- _WHAT THE EXERCISE ASKS_
Answer these questions from the passage on the motion for injunctive relief:
1. What kind of policy does the plaintiff want the defendants and their attorneys to implement?
2. What position does Mark Cain hold, and where?
3. At which correctional center is plaintiff Walker now held?

- _PASSAGE SHOWN_
A. Motion for Injunctive Relief.

Plaintiff moves for entry of an injunction requiring the defendants and their attorneys to "take reasonable steps to implement a document retention policy for all written requests for targeted urinalysis testing." Plaintiff states that he requested injunctive relief in the Amended Complaint requiring the defendants to follow their own policies regarding urinalysis testing, including internal policies requiring defendants to create and maintain documentation of targeted urinalysis requests to prove that appropriate reasons for targeting inmates are being utilized. Plaintiff asserts that the fact the jury determined defendants were not liable for damages does not preclude entry of the injunctive relief he seeks. Plaintiff also notes the Court's comment to defendants' counsel that she should advise her clients to follow their policies regarding written requests for drug target tests.

Defendants respond that Eugene Stubblefield is no longer employed with the Missouri Department of Corrections and therefore any injunctive relief as to him would be moot, and that while Mark Cain is still employed with the DOC, his position as sergeant at Farmington Correctional Center does not give him the authority to either enforce or compel MECC to do anything. Finally, defendants respond that plaintiff Walker is no longer an inmate at MECC, but rather is at Western Correctional Center, and his transfer to a different prison renders his claim for injunctive relief against officials at the previous prison moot, citing Smith v. Hundley, 190 F.3d 852, 855 (8th Cir. 1999), andMartin v. Sargent, 780 F.2d 1334 (8th Cir. 1985).

- _SUPPLIED DATA_
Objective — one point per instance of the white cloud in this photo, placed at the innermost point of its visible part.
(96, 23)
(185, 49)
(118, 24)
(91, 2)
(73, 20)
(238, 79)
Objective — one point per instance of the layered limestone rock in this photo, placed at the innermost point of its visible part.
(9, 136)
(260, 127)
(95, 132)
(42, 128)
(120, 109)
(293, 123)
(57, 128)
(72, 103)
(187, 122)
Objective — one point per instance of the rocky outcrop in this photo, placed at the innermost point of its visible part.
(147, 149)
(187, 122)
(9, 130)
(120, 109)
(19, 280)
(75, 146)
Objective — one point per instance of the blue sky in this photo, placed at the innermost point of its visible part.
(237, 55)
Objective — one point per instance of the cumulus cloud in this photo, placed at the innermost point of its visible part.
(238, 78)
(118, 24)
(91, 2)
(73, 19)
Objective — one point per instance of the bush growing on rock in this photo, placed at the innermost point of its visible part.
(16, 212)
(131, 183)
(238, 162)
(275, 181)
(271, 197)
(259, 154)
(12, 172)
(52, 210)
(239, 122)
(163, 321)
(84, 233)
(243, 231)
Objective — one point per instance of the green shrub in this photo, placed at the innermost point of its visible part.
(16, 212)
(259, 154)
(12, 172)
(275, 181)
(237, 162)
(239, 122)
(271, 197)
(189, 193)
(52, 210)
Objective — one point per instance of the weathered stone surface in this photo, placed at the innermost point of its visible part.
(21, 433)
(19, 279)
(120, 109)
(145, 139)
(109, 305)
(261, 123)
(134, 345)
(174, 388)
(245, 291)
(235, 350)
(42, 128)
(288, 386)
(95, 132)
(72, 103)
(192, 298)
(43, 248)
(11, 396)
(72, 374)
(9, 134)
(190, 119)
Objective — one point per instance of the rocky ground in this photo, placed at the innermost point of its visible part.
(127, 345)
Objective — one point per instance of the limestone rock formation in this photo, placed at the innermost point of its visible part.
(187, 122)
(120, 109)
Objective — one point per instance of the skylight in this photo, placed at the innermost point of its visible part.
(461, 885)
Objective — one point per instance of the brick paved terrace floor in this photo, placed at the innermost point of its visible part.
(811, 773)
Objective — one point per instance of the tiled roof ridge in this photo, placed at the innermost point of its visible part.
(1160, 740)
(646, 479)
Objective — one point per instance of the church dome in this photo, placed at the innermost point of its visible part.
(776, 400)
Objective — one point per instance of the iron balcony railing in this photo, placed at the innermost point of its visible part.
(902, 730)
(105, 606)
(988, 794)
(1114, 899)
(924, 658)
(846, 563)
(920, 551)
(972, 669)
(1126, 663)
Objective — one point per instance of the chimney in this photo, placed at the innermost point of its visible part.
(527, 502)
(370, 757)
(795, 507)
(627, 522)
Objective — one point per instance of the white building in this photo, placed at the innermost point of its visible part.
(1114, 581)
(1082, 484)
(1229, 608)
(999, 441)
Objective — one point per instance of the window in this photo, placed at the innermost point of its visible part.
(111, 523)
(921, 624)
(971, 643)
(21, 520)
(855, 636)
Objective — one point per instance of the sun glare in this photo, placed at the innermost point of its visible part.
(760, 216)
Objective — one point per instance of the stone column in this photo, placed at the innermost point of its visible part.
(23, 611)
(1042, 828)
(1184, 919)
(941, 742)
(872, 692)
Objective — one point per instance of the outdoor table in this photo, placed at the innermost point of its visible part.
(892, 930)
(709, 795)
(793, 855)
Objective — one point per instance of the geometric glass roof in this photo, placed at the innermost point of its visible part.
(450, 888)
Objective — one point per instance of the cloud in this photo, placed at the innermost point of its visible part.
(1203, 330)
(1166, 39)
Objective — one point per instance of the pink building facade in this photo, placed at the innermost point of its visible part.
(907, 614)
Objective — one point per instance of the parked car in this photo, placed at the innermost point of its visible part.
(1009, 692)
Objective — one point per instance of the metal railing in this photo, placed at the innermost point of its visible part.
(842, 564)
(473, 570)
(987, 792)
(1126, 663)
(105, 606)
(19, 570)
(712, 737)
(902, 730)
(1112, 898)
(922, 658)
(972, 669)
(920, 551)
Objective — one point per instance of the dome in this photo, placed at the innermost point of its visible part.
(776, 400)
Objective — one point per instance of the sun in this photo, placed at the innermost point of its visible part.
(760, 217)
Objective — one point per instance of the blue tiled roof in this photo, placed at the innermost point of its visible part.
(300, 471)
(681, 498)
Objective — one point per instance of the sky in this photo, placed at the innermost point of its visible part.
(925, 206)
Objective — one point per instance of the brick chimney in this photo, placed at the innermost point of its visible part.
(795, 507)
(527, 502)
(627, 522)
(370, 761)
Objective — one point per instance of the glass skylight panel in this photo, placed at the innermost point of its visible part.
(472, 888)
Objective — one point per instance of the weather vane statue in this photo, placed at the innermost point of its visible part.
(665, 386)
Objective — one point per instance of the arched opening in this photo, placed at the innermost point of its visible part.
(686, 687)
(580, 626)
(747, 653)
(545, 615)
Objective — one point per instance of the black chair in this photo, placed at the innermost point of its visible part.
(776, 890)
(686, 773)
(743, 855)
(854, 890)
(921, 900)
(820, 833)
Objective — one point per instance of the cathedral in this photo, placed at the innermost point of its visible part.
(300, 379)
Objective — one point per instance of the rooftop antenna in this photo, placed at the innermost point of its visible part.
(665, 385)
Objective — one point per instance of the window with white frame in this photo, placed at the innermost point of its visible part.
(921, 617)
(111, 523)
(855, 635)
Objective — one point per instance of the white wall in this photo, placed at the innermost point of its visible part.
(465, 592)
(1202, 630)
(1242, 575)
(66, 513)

- _EXERCISE ANSWER_
1. A document retention policy for all written requests for targeted urinalysis testing.
2. He is a sergeant at Farmington Correctional Center.
3. Western Correctional Center.